Take the lines below between the one holding "Target: tail feather" and the one holding "brown branch, one", inclusive, and copy them exactly. Add nothing.
BEGIN The data
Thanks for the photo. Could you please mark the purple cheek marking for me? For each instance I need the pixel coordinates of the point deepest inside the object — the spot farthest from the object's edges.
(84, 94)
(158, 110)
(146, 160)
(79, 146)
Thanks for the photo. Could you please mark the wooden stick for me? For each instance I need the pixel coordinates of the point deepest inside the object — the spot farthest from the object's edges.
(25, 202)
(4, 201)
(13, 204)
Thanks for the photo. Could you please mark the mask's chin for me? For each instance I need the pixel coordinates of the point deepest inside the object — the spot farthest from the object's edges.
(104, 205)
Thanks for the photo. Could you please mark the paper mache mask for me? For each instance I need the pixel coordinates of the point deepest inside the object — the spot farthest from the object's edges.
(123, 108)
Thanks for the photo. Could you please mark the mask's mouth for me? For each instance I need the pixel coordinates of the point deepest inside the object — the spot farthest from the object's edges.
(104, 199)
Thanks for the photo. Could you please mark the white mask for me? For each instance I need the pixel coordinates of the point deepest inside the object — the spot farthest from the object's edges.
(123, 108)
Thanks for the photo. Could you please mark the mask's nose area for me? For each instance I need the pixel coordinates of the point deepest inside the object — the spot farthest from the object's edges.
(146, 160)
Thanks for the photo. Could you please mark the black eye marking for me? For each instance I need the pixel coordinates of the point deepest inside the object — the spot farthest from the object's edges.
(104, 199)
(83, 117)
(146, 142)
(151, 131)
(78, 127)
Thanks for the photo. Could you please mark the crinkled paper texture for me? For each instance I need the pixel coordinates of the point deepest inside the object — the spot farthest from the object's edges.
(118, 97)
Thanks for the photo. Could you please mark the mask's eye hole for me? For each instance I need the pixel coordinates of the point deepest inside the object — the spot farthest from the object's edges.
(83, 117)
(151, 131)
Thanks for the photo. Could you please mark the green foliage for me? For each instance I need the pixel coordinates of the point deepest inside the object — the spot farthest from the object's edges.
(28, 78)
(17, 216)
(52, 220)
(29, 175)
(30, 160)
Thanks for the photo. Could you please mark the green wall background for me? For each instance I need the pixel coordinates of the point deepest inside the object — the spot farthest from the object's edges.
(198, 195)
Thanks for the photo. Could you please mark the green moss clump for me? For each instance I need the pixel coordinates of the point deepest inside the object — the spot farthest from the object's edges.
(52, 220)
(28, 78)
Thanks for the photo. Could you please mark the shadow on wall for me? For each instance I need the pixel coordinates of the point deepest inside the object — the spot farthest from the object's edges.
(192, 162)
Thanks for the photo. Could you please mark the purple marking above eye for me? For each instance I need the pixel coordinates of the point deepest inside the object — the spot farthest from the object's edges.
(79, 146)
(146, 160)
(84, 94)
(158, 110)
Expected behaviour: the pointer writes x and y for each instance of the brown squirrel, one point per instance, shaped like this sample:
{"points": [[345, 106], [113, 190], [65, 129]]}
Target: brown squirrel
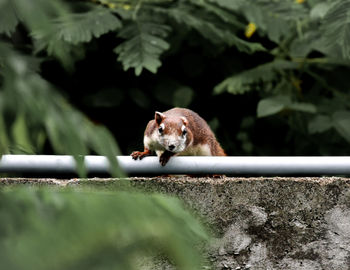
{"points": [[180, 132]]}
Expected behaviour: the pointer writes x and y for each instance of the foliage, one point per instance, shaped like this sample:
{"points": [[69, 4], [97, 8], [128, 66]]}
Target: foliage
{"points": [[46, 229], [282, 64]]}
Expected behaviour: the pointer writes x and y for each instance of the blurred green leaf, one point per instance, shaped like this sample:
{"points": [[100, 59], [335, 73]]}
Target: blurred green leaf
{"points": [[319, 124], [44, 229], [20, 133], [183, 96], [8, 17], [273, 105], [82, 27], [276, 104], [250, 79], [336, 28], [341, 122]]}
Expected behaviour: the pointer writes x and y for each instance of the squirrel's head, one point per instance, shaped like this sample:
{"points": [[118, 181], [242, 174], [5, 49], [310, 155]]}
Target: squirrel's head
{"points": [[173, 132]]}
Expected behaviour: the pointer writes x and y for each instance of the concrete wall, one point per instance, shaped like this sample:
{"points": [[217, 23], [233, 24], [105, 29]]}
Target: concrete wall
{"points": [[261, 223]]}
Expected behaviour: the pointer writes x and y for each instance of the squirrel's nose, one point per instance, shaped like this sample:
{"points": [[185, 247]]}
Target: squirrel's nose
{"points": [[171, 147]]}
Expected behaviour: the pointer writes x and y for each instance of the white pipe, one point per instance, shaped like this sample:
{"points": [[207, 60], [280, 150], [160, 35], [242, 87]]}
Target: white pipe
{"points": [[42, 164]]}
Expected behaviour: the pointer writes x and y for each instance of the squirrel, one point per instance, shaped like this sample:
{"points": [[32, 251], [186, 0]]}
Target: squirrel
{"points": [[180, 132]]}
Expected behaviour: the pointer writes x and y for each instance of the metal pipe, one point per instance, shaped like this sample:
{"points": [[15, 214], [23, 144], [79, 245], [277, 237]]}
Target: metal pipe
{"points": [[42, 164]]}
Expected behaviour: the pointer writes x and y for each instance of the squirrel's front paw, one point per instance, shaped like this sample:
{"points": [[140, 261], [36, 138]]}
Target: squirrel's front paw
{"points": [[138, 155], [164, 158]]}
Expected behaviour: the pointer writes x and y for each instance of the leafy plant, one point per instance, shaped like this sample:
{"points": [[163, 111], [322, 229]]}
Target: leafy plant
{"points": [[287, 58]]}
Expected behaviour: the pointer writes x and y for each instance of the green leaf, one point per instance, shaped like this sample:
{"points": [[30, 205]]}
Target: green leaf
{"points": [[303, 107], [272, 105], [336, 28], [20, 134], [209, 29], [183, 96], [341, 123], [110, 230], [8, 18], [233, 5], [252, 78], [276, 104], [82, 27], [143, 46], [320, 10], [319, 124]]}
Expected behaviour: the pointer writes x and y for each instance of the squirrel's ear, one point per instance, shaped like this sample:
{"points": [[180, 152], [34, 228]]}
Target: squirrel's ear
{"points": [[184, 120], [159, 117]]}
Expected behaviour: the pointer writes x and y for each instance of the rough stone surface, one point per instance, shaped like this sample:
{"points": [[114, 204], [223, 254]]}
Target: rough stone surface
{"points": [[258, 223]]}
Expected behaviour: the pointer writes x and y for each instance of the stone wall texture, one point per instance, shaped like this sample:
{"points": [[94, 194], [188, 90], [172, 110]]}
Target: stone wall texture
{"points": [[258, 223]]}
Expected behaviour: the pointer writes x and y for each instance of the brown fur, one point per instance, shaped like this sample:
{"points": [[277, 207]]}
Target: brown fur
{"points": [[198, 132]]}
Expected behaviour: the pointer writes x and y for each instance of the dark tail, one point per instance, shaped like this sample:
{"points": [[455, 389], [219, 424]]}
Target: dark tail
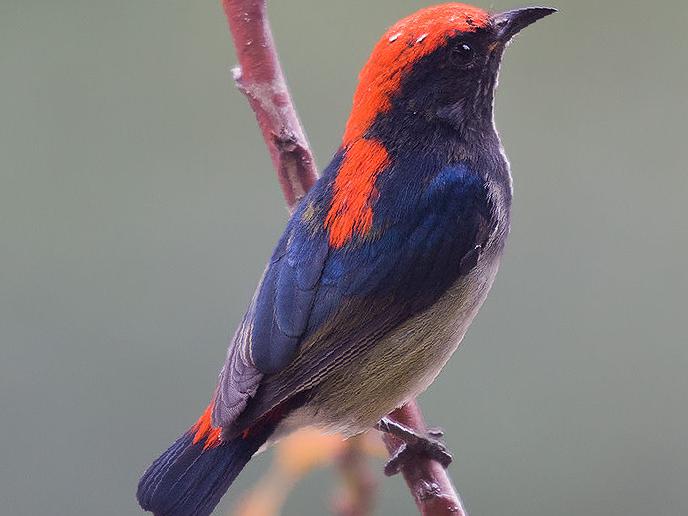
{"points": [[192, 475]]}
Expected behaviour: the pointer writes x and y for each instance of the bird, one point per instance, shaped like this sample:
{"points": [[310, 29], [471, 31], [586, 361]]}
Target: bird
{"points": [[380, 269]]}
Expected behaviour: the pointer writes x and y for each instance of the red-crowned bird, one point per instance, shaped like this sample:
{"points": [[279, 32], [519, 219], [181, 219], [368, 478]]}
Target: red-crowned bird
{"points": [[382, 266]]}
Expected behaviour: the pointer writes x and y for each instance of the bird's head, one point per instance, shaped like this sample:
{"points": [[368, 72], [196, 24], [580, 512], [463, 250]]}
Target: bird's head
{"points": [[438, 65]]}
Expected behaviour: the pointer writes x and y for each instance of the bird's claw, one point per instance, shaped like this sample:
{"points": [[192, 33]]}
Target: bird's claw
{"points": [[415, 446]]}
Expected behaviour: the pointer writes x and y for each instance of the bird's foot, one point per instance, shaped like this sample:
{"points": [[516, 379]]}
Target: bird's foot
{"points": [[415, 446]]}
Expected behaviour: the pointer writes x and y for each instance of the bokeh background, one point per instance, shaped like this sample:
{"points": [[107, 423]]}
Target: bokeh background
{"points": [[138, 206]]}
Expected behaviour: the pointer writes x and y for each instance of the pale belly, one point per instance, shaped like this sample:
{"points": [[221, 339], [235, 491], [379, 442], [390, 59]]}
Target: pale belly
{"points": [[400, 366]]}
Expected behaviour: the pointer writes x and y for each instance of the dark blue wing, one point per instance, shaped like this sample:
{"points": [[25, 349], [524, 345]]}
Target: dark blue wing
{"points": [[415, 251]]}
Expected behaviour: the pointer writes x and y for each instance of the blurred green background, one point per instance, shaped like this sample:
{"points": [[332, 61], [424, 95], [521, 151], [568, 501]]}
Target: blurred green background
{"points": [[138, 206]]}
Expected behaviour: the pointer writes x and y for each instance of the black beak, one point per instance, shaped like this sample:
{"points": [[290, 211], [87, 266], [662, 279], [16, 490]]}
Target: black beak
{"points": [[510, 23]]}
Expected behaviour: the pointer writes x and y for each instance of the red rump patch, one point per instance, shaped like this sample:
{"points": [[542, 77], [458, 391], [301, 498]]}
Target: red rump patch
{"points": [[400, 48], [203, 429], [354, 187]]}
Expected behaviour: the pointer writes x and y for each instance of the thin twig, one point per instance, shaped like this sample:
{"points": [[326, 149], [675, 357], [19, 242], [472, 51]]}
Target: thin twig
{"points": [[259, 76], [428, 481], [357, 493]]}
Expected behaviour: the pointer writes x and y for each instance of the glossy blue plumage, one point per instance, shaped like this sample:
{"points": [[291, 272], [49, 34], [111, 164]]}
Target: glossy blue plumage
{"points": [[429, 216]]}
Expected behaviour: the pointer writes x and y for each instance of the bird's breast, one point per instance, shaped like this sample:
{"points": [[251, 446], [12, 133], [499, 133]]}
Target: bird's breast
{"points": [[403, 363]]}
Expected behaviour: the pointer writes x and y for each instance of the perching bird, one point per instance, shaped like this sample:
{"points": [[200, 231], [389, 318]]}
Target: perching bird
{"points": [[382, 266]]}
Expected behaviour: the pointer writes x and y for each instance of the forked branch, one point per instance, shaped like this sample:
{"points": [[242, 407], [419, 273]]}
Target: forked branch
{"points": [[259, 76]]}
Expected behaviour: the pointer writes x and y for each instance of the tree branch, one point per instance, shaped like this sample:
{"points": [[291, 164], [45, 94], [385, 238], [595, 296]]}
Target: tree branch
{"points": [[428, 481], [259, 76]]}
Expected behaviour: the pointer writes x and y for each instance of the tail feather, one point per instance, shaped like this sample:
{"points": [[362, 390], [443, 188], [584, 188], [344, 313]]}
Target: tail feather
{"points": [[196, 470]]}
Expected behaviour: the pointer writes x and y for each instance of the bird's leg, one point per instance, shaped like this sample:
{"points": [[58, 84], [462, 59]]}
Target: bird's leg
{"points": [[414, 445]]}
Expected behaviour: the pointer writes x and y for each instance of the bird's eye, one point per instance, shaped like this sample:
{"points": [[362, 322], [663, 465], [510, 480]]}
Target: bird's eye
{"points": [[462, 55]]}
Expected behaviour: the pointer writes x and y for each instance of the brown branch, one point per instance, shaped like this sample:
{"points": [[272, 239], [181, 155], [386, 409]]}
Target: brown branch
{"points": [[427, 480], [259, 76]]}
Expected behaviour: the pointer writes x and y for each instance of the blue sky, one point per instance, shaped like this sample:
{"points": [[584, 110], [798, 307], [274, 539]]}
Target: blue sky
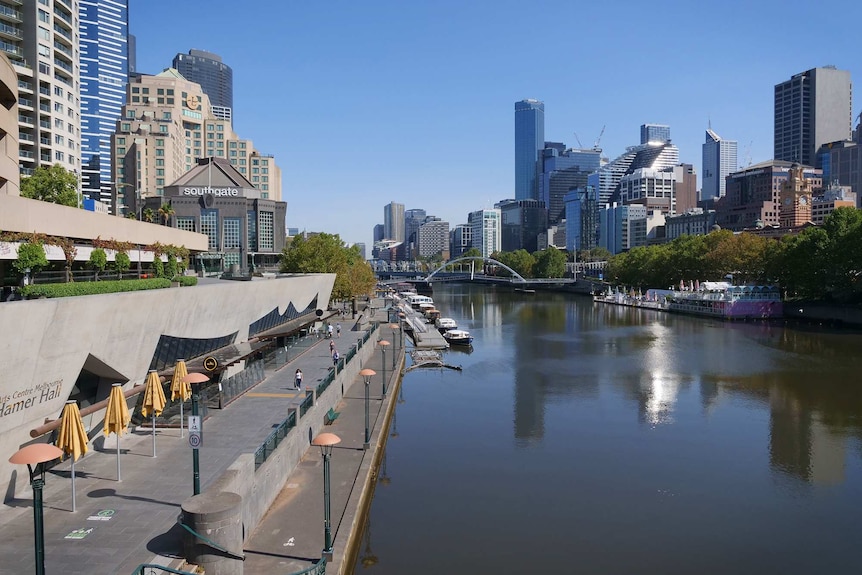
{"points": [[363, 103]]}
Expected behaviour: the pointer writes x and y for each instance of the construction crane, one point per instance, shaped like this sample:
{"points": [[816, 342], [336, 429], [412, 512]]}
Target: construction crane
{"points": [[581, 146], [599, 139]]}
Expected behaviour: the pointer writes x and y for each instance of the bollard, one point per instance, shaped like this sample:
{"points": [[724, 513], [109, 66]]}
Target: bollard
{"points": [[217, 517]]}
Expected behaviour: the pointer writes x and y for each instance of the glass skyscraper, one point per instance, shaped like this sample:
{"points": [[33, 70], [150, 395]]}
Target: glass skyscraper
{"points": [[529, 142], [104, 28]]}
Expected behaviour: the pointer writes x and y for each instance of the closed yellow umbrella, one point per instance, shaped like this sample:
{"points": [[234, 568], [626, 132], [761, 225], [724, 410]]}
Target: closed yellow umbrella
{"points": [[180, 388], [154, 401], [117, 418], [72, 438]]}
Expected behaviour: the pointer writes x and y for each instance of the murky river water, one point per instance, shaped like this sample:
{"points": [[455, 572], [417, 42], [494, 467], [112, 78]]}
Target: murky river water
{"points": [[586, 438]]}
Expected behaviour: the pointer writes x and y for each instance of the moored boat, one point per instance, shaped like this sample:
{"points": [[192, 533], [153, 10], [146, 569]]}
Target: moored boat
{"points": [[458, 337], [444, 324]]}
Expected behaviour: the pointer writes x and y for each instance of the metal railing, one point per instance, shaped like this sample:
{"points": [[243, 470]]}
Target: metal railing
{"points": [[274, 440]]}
END The data
» **Response for this exercise**
Target: tail feather
{"points": [[196, 470]]}
Expected behaviour: the pointer writes x and y for each instance of the bird's leg, one point per instance, shaped like this sample:
{"points": [[58, 84], [462, 59]]}
Target: bird's leg
{"points": [[414, 445]]}
Expected behaviour: the pointer writes x and y for each instance of the bird's eye, one point per instance, shaped like this sample:
{"points": [[362, 322], [663, 465], [510, 480]]}
Target: bird's eye
{"points": [[462, 55]]}
Expected behaviour: the pointer writes x and y for each instance of the brown branch, one point per instance, shaped like this sample:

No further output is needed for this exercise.